### Task brief
Reproduce each of the following lines verbatim, omitting any pictures.

### Information shown

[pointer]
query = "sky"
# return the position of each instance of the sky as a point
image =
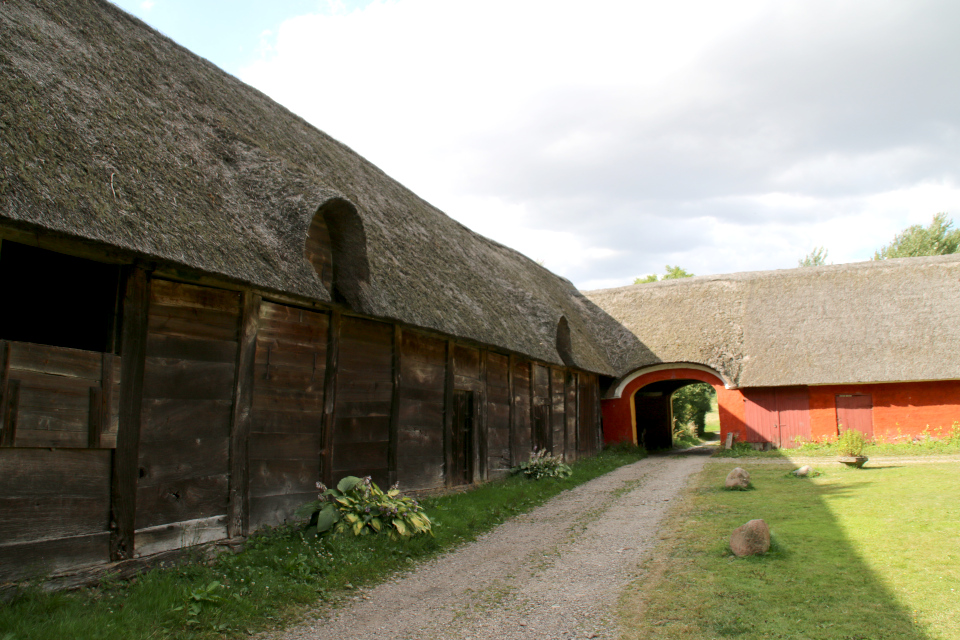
(609, 139)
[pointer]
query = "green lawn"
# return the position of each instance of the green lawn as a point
(280, 575)
(862, 554)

### Correct answer
[pointer]
query = "sky"
# return the position of each instance of the sky as a point
image =
(609, 139)
[pointer]
query = "green lawn"
# return the position of each instance of the green lawn as a point
(280, 575)
(862, 554)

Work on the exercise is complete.